→ Texte d'étude:
Tous les mercredis et samedis, c’est le même pèlerinage : les jeunes entre 4 et 17 ans des quartiers pauvres du sud de la capitale se précipitent, pieds nus, jusqu’au stade du RCT, le Rugby club de Tana. « Ici, nous faisons de l’ “éduc-action”. Nous nous servons du sport pour éduquer », explique Santo qui a créé en 2008 avec un autre ex-capitaine – des Bleus –, Jeff Tordo, l'association Pachamama.
Du club-house sponsorisé par une marque de téléphonie mobile, cinq éducateurs sortent des maillots dépareillés donnés par une fondation caritative. Un seul coup de sifflet résonne et l’entraînement commence. Les petits Malgaches s’assoient en rond autour de leur coach, selon leur âge. Avant les échauffements, séance de civisme obligatoire. « Bonjour, merci… On commence le cours en apprenant des formules de politesse. Les éducateurs doivent aussi vérifier que les enfants ont mangé quelque chose avant de venir et qu’ils sont suffisamment en forme pour jouer », détaille Hasimamy, éducatrice bénévole à Pachamama. Dans un des pays les plus pauvres du monde, la plupart des apprentis rugbymen souffrent souvent de malnutrition. Malgré les rizières à perte de vue autour du stade, certains ne mangent pas à leur faim. En cette période de « soudure », les réserves alimentaires de l’an passé s'épuisent alors que l’heure de la prochaine récolte n’est pas encore arrivée.

→ Série d'exercices:
**1.** Recopiez le passage du texte sur le club de rugby de Tana qui va de « Tous les mercredis » jusqu'à « Tordo, l'association Pachamama. », en substituant « rituel » à « pèlerinage ».
**2.** Relevez tous les noms de personnes cités dans le texte sur le club de rugby de Tana.

→ Contenu des données:
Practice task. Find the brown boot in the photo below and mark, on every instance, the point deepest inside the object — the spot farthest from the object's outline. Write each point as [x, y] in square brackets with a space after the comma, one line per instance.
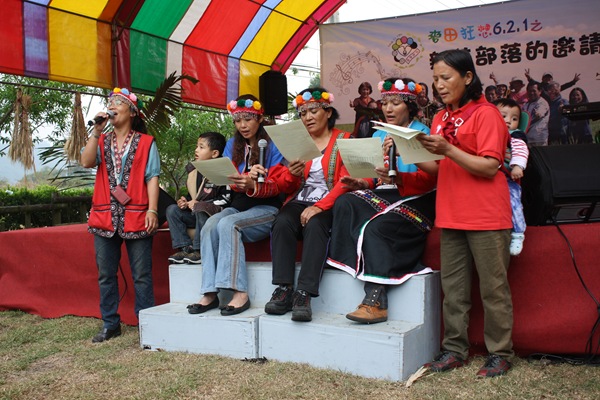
[366, 314]
[373, 308]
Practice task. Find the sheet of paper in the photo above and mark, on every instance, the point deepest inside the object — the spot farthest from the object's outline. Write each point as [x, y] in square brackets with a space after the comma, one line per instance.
[407, 145]
[293, 141]
[361, 156]
[216, 170]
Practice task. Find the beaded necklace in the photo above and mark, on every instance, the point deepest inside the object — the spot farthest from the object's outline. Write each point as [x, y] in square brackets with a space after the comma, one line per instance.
[119, 153]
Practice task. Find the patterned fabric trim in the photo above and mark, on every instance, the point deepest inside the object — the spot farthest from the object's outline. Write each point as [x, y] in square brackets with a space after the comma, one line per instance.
[405, 211]
[393, 281]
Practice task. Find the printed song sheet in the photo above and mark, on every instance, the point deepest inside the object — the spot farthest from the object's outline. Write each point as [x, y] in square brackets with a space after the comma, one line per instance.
[407, 145]
[361, 156]
[293, 141]
[216, 170]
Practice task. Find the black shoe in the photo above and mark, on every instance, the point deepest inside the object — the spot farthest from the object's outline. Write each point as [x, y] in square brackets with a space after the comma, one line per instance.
[199, 308]
[106, 334]
[193, 257]
[179, 257]
[281, 301]
[445, 361]
[495, 365]
[231, 310]
[301, 310]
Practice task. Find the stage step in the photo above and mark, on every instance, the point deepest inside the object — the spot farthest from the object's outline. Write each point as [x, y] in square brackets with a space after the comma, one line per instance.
[392, 350]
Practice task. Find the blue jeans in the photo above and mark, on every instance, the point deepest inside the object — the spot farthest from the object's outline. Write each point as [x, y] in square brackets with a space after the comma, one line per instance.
[222, 247]
[108, 256]
[514, 190]
[179, 221]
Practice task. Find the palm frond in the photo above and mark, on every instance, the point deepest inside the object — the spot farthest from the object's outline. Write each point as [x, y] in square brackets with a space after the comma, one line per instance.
[164, 104]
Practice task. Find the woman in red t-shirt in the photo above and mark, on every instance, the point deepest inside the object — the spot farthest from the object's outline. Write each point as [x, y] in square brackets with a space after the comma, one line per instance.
[473, 212]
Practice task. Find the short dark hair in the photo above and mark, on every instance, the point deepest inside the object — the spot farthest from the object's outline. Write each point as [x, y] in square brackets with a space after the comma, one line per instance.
[215, 140]
[461, 61]
[506, 102]
[334, 113]
[366, 85]
[411, 105]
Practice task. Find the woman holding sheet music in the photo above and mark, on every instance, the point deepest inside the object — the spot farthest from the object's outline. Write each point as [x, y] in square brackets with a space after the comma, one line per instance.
[312, 187]
[379, 235]
[250, 216]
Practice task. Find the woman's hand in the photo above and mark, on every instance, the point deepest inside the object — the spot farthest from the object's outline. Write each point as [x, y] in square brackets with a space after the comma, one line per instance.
[516, 173]
[182, 203]
[243, 182]
[296, 168]
[257, 170]
[382, 175]
[435, 144]
[151, 222]
[387, 143]
[351, 183]
[308, 213]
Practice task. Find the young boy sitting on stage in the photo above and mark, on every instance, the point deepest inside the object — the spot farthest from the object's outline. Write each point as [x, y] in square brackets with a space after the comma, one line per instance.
[204, 199]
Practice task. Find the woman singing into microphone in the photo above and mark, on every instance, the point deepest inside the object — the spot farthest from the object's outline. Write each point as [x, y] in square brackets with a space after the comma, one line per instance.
[250, 216]
[378, 236]
[124, 206]
[312, 187]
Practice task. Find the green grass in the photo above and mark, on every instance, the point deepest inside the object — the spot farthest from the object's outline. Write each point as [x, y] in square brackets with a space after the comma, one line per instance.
[55, 359]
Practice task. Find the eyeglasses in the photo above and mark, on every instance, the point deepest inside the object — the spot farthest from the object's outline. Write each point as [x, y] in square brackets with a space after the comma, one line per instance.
[115, 102]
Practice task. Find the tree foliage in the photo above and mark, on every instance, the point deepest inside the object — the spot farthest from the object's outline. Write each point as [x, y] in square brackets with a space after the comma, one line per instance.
[50, 107]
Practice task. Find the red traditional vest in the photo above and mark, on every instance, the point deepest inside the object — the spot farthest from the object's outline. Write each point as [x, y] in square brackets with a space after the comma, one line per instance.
[108, 216]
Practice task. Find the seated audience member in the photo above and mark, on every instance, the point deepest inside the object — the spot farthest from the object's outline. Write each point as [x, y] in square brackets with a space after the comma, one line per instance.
[203, 200]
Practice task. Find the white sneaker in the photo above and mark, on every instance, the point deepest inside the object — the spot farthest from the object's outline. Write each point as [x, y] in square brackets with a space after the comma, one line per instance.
[516, 243]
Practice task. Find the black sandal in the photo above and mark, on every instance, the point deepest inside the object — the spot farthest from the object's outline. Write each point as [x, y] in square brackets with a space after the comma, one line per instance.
[231, 310]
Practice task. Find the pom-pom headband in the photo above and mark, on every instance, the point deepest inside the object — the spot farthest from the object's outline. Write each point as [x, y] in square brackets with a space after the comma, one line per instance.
[407, 91]
[131, 98]
[247, 106]
[312, 99]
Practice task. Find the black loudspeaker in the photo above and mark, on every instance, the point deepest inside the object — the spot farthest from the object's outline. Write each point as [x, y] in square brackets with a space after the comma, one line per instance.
[164, 200]
[273, 92]
[562, 184]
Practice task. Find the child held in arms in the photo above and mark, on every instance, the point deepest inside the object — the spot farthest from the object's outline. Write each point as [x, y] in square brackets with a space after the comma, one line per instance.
[516, 161]
[203, 200]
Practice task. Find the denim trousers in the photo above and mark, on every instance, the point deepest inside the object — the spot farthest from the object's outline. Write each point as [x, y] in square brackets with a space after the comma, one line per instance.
[222, 247]
[514, 190]
[488, 252]
[108, 256]
[179, 222]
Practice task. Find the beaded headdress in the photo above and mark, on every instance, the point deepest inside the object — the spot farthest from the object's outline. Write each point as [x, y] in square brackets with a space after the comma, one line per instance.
[130, 97]
[309, 100]
[406, 91]
[244, 107]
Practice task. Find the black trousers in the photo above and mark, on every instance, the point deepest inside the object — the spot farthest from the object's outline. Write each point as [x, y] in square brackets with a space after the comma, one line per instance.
[285, 234]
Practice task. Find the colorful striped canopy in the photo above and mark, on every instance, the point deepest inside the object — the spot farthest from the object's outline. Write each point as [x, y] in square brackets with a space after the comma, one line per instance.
[226, 44]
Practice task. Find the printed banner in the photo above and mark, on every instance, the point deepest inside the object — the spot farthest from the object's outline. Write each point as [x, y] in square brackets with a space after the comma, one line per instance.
[507, 40]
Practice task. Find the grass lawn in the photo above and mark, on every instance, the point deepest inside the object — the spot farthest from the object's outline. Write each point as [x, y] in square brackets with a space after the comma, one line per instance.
[55, 359]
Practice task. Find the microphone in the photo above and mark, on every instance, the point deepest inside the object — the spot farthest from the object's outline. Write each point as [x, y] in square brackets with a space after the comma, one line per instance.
[392, 160]
[262, 145]
[99, 119]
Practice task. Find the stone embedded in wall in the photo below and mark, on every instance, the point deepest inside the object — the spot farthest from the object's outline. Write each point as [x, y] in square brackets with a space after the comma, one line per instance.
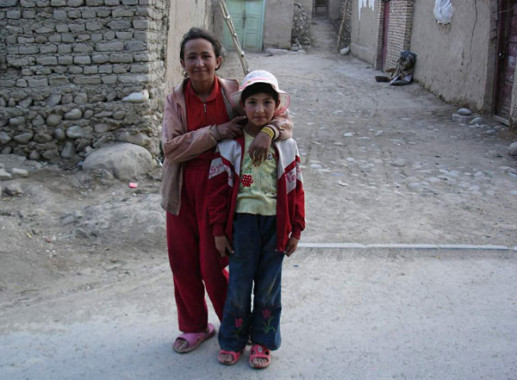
[65, 67]
[301, 31]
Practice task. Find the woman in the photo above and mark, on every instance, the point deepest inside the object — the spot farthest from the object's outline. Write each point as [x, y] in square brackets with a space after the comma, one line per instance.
[197, 115]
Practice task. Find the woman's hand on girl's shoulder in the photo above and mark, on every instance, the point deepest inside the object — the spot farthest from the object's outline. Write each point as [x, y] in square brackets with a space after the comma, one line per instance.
[291, 246]
[231, 129]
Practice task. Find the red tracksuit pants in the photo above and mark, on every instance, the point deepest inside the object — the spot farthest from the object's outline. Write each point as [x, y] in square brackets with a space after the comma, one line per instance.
[195, 262]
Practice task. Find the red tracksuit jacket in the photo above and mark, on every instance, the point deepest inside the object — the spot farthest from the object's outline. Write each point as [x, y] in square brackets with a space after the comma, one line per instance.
[223, 187]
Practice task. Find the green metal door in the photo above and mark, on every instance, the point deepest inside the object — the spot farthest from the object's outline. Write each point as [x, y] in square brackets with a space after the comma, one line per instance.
[248, 20]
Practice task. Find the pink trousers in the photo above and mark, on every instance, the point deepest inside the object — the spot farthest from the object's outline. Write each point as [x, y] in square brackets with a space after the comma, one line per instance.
[196, 265]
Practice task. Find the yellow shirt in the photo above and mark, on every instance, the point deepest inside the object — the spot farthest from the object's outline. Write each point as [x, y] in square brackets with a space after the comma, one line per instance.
[257, 190]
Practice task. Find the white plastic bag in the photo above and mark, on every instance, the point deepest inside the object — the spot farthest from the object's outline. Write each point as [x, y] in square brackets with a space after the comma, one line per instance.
[443, 11]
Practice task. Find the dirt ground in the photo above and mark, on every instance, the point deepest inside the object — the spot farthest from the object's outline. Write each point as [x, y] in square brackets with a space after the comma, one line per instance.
[381, 165]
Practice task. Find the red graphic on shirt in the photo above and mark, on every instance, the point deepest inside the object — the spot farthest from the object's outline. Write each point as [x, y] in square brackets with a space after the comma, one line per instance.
[246, 180]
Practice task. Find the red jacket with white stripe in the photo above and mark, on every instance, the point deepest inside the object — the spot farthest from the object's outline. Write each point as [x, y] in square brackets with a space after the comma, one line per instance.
[223, 187]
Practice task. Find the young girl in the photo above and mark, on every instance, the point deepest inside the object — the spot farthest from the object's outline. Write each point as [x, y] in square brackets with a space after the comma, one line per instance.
[259, 207]
[197, 114]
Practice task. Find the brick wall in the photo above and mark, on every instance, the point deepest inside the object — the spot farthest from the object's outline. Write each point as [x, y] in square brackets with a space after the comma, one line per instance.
[399, 29]
[76, 74]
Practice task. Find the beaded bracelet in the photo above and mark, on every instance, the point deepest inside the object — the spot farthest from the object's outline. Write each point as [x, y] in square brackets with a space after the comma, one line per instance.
[268, 131]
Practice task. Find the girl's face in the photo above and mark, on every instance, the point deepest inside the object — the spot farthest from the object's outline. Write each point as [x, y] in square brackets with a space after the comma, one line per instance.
[259, 109]
[199, 60]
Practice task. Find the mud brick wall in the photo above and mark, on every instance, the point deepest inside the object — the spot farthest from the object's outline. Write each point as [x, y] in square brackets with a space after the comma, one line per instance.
[76, 74]
[399, 29]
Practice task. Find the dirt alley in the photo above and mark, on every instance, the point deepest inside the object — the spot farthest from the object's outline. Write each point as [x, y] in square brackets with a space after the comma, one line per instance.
[381, 164]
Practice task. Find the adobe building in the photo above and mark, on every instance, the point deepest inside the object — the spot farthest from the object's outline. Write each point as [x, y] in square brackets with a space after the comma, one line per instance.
[468, 62]
[78, 74]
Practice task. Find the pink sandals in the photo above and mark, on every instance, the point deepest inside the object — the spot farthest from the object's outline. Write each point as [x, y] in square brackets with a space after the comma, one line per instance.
[259, 351]
[235, 356]
[194, 340]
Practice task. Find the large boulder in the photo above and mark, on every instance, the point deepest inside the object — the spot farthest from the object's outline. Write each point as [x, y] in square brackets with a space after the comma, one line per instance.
[125, 161]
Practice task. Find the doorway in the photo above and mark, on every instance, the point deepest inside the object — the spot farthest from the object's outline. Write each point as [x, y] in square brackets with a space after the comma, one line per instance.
[248, 20]
[506, 58]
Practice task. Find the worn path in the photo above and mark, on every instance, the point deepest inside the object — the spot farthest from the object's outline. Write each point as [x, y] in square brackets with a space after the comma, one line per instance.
[382, 166]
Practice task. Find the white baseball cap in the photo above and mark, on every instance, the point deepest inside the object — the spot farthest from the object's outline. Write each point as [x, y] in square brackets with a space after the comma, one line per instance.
[263, 76]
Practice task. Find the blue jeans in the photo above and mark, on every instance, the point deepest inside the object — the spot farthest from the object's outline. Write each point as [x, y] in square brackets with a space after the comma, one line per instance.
[256, 265]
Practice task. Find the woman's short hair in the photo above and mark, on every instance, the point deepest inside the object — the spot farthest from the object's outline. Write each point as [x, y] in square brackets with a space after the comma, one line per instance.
[195, 33]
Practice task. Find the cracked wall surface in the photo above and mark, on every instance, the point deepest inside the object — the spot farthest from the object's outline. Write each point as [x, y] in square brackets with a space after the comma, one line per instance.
[76, 74]
[456, 60]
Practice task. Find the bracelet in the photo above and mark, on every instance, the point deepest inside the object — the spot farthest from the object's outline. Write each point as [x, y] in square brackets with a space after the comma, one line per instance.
[268, 131]
[217, 134]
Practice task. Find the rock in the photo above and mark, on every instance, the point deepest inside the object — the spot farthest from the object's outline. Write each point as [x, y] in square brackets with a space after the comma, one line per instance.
[512, 149]
[60, 134]
[16, 121]
[34, 155]
[344, 51]
[137, 97]
[476, 120]
[4, 175]
[399, 163]
[464, 112]
[125, 161]
[53, 100]
[13, 189]
[273, 51]
[4, 138]
[23, 138]
[75, 132]
[68, 150]
[38, 121]
[26, 103]
[74, 114]
[53, 120]
[19, 173]
[462, 119]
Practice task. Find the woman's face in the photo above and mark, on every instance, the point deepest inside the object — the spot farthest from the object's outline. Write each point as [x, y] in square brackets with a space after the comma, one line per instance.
[199, 60]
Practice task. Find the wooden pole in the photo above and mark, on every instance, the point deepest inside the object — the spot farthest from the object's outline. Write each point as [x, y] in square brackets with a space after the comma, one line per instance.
[233, 33]
[342, 25]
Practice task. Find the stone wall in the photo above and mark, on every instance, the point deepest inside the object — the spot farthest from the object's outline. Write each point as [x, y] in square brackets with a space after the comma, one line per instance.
[76, 74]
[399, 30]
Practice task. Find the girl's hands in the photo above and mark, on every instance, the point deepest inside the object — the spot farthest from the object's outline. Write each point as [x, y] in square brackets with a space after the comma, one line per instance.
[223, 245]
[291, 246]
[259, 148]
[231, 129]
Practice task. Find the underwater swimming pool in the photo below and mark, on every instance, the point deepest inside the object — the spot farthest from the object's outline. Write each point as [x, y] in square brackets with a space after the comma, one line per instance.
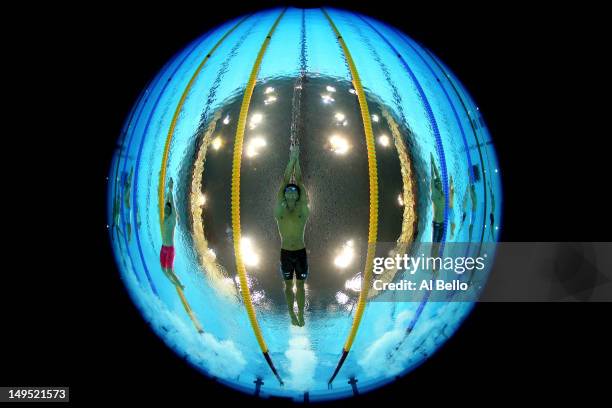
[185, 125]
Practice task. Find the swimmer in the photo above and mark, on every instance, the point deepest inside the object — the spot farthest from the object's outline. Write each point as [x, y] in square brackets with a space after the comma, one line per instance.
[437, 200]
[451, 207]
[166, 256]
[491, 214]
[291, 213]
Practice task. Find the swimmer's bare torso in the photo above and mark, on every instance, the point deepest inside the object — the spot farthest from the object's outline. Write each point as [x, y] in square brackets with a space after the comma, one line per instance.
[291, 223]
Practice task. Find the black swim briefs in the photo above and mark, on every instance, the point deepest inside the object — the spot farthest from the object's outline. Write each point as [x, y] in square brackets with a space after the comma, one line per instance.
[294, 261]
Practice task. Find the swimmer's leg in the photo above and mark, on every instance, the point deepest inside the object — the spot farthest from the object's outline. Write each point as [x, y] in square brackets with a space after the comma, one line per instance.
[301, 299]
[172, 277]
[290, 296]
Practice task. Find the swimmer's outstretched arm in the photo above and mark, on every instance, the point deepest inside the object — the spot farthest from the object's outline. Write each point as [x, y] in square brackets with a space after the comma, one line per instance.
[298, 179]
[287, 175]
[170, 198]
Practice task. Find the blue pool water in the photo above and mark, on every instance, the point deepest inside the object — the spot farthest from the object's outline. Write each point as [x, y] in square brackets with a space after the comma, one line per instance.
[408, 90]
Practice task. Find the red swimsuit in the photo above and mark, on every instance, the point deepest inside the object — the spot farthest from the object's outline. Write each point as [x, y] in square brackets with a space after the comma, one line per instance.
[166, 257]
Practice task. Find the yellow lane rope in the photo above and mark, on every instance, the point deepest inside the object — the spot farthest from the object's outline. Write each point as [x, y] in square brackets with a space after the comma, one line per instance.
[162, 174]
[237, 160]
[373, 176]
[177, 112]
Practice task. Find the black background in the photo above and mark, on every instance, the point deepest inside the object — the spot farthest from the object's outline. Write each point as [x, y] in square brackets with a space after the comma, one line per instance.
[538, 75]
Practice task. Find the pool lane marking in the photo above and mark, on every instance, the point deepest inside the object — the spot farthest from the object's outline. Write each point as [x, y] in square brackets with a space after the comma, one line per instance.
[373, 183]
[236, 162]
[151, 88]
[177, 111]
[116, 178]
[434, 126]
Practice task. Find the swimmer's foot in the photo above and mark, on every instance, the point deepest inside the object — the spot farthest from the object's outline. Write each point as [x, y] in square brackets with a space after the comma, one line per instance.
[294, 320]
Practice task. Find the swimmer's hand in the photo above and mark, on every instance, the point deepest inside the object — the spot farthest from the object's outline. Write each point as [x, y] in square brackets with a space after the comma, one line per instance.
[295, 152]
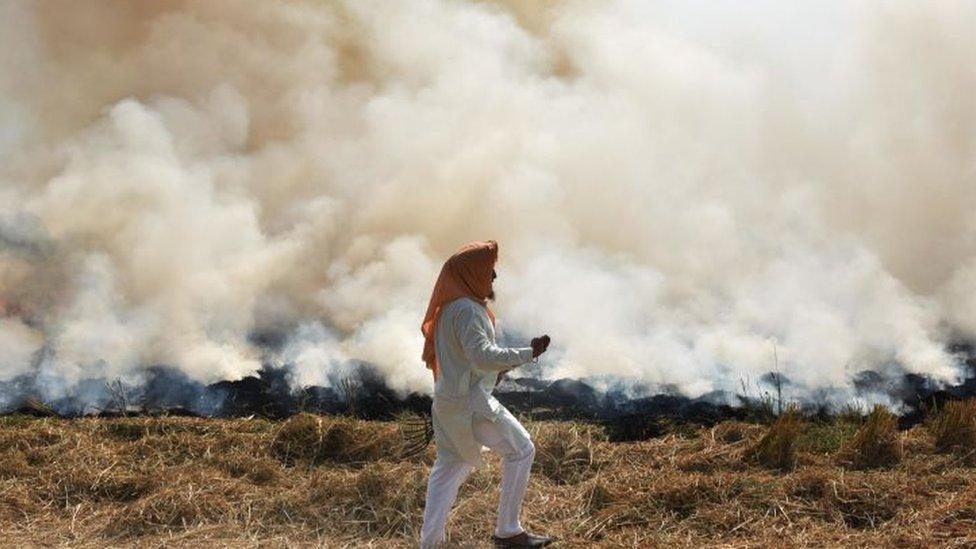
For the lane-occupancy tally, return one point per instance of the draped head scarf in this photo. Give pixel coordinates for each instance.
(467, 273)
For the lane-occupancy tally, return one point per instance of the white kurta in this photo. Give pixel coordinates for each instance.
(469, 360)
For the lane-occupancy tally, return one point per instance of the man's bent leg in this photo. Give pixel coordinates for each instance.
(445, 479)
(506, 436)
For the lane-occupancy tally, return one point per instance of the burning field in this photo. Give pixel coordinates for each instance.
(339, 481)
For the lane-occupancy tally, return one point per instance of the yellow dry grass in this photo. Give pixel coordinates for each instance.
(876, 444)
(954, 429)
(335, 482)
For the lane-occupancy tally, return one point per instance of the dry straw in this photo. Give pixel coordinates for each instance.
(876, 444)
(218, 483)
(954, 428)
(777, 448)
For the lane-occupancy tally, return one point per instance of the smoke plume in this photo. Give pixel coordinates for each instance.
(678, 188)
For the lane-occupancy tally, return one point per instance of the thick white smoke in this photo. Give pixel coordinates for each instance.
(675, 186)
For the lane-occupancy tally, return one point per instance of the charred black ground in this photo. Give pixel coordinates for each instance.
(631, 414)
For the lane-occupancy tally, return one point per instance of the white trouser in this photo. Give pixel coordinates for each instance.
(447, 475)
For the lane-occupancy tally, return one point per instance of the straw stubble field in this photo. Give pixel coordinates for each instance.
(325, 481)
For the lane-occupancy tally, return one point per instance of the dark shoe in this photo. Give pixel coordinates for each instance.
(524, 539)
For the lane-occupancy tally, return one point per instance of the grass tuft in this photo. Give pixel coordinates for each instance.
(954, 428)
(876, 444)
(777, 448)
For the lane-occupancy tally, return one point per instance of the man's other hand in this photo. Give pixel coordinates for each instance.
(539, 345)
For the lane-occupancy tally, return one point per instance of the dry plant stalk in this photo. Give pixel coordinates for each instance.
(777, 448)
(876, 444)
(954, 427)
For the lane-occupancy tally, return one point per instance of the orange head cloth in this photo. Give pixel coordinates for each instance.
(468, 273)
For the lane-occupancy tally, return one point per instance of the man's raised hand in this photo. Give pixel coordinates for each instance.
(539, 345)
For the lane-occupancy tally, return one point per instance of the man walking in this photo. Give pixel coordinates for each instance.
(460, 350)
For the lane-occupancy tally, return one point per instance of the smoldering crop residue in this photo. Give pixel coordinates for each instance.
(676, 186)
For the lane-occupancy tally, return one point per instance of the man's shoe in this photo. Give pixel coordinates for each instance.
(524, 539)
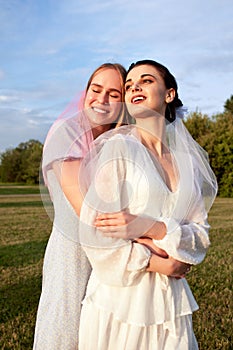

→ Réponses par exercice:
**1.**
Tous les mercredis et samedis, c’est le même rituel : les jeunes entre 4 et 17 ans des quartiers pauvres du sud de la capitale se précipitent, pieds nus, jusqu’au stade du RCT, le Rugby club de Tana. « Ici, nous faisons de l’ “éduc-action”. Nous nous servons du sport pour éduquer », explique Santo qui a créé en 2008 avec un autre ex-capitaine – des Bleus –, Jeff Tordo, l'association Pachamama.

**2.** Santo, Jeff Tordo, Hasimamy